* [TEXT SECTION]:
# New to Turkey hunting



## MichaelV (Oct 13, 2019)

I bought a turkey tag this year thought I would give it a try. I Usually just hunt for rabbits but turkey hunting looks like a great adventure so I thought why not give it a try. I’m getting a little discouraged while getting ready for the general season. With everyone panicking and Hoarding ammo. From what I hear the season is past the breading season and the chances of attracting Tom’s with calls will be low. Gas prices going crazy I’m starting to feel like I’m waiting money and time. Don’t get me wrong the money I’ve spent buying my license and tag is great for supporting wildlife and hunting. I’m glad I did. I feel the Department of wildlife management is doing a great job.


----------



## MooseMeat (Dec 27, 2017)

Utah did it’s first OTC general turkey hunt in 2010. I’ve bought a tag every year I didn’t draw an early tag, so 9 of them so far. Of the 9, I called in 7 of them. 1 was killed spot and stalk (right place right time, probably could have called him in if I wanted to). The last was killed walking back to the truck and just happened to stand on the trail long enough for me to shoot it. Most years the general hunt has better weather and they are more vocal and active than they are on the early hunts. Birds gobble year round. If you can’t get one to come to you, go to them. As far as turkey shells go, I’ve killed several in the fall and witnessed a few others killed with #4s waterfowl steel shot. You don’t need a turkey shell to kill turkeys. Keep your shots inside 40 yards with a full choke and know what your pattern is doing, you’ll be fine. You can’t kill them on the couch. The only way to learn how to hunt them is by going and doing. Scouting is more important than the actual hunt itself.


----------



## 2full (Apr 8, 2010)

OTC hunt has always been good for me. I even killed 2 or 3 times on the last day. They are always looking for one last hen to fool around with.


----------



## Lone_Hunter (Oct 25, 2017)

Turkey hunting can be as hard, or as easy, as you make it for yourself. You can get up early, hike out in the dark, and setup about a half hour before first light; or you can casually stroll around with a locator call, or box call sometime after 10ish. Which one you do depends on how excited you are, how hard you want to hunt, and if you know where a roost area is or not.

Two things that will help you find thunder chickens.

running water that isn't stagnant.
Trees they can *glide *into. (Turkeys can fly quite well, but they prefer to glide into/out of their roost, keep that in mind when setting up)

* [PROBLEMS]:
(1) Name each user who posted in the turkey hunting thread, in the order their posts appear.
(2) Pick up the turkey hunting thread after its final sentence and keep writing it.

* [GIVEN DATA]:
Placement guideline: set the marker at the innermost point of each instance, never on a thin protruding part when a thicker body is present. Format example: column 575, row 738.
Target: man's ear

* [EXERCISE RESPONSES]:
(1) MichaelV, MooseMeat, 2full, Lone_Hunter

(2)
Merriams can roam a good ways , but they'll rarely be too far (mile or two) from both those criteria from my limited experience.


----------



## twinkielk15 (Jan 17, 2011)

First year for me, too. Never hunted turkeys. Not really even sure where to look. Heading to a few spots this weekend and next to see what I can turn up. Can't wait!


----------



## MichaelV (Oct 13, 2019)

I think I jumped the gun in my post. Decided not to give up. Been watching a lot of you tube post about late season hunting. Back to being excited realizing the thrill of the is as great as the thrill of bagging the big Tom. Thanks for the encouragement and wish you all good luck.


----------



## MooseMeat (Dec 27, 2017)

Ok, so whatever your favorite YouTube hunter that never kills anything, but has tons of “advice” to share, told you to do.... take that and do the exact opposite and you’ll be in business 👍🏿

it will be as easy or as hard as you make it. Don’t over think it and be adaptable to your ideas of how it should be. They don’t all come in full strut, at first light after your fist sequence of calls... like they want you to believe on YouTube.


----------



## hawglips (Aug 23, 2013)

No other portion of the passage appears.